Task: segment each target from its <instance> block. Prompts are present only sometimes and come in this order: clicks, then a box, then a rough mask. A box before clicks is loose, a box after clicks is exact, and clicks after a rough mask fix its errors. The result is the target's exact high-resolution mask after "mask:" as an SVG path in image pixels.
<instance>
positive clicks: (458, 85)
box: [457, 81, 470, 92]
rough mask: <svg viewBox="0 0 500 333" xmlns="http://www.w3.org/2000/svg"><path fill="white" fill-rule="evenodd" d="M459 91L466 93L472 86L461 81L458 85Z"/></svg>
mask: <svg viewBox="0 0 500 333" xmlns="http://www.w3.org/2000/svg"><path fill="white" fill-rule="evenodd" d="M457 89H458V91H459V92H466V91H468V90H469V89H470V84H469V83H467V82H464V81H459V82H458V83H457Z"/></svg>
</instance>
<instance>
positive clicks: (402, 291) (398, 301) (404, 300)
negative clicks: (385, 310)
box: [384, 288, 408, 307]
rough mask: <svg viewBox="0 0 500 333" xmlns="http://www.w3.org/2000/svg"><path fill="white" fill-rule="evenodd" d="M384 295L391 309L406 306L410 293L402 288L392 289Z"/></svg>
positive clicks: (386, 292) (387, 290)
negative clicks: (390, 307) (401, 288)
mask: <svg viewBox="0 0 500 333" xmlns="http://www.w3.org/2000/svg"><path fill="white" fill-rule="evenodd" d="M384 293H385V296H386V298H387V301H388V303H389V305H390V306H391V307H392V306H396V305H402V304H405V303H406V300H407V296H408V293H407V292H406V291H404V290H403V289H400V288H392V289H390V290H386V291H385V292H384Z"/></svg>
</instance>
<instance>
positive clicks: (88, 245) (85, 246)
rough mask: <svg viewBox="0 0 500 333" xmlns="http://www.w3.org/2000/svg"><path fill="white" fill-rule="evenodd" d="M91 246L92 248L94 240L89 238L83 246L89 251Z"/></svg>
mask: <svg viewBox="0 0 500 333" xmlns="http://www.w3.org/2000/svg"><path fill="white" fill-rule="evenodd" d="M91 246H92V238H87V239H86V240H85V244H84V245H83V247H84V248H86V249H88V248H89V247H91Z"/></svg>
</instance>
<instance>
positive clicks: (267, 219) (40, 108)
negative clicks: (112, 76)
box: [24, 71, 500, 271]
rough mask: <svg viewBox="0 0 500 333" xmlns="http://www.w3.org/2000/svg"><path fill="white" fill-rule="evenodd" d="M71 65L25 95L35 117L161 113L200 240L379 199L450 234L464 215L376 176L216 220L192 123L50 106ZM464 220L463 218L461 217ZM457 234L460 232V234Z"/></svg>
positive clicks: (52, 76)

**Task brief:** Reproduce word for word only the first line of the listing above and each line after it through the line with "box: [24, 71, 500, 271]".

**Exercise answer:**
Task: segment each target from its <instance> block. Prompts are present only sometimes and come in this order: clicks, then a box, then a rough mask. A box before clicks is loose, a box after clicks is exact, and clicks after a rough mask fix its errors. The result is the target's exact high-resolution mask after "mask:" as an SVG path in image pixels.
<instance>
positive clicks: (458, 85)
box: [457, 81, 470, 92]
rough mask: <svg viewBox="0 0 500 333" xmlns="http://www.w3.org/2000/svg"><path fill="white" fill-rule="evenodd" d="M459 91L466 93L472 86L461 81L458 85Z"/></svg>
mask: <svg viewBox="0 0 500 333" xmlns="http://www.w3.org/2000/svg"><path fill="white" fill-rule="evenodd" d="M457 89H458V91H459V92H466V91H468V90H469V89H470V84H469V83H467V82H464V81H459V82H458V83H457Z"/></svg>
</instance>
<instance>
positive clicks: (402, 291) (398, 301) (404, 300)
negative clicks: (385, 310)
box: [384, 288, 408, 307]
rough mask: <svg viewBox="0 0 500 333" xmlns="http://www.w3.org/2000/svg"><path fill="white" fill-rule="evenodd" d="M384 295L391 309L406 306L410 293L402 288L392 289Z"/></svg>
positive clicks: (386, 292) (387, 290)
negative clicks: (390, 307) (401, 288)
mask: <svg viewBox="0 0 500 333" xmlns="http://www.w3.org/2000/svg"><path fill="white" fill-rule="evenodd" d="M384 293H385V296H386V298H387V301H388V303H389V305H390V306H391V307H392V306H396V305H402V304H405V303H406V300H407V296H408V293H407V292H406V291H404V290H403V289H400V288H392V289H390V290H386V291H385V292H384Z"/></svg>
</instance>
<instance>
positive clicks: (88, 245) (85, 246)
rough mask: <svg viewBox="0 0 500 333" xmlns="http://www.w3.org/2000/svg"><path fill="white" fill-rule="evenodd" d="M91 246L92 248L94 240L89 238L83 246L89 251Z"/></svg>
mask: <svg viewBox="0 0 500 333" xmlns="http://www.w3.org/2000/svg"><path fill="white" fill-rule="evenodd" d="M91 246H92V238H87V239H86V240H85V244H84V245H83V247H84V248H86V249H88V248H89V247H91Z"/></svg>
</instance>
<instance>
positive clicks: (267, 219) (40, 108)
negative clicks: (112, 76)
box: [24, 71, 500, 271]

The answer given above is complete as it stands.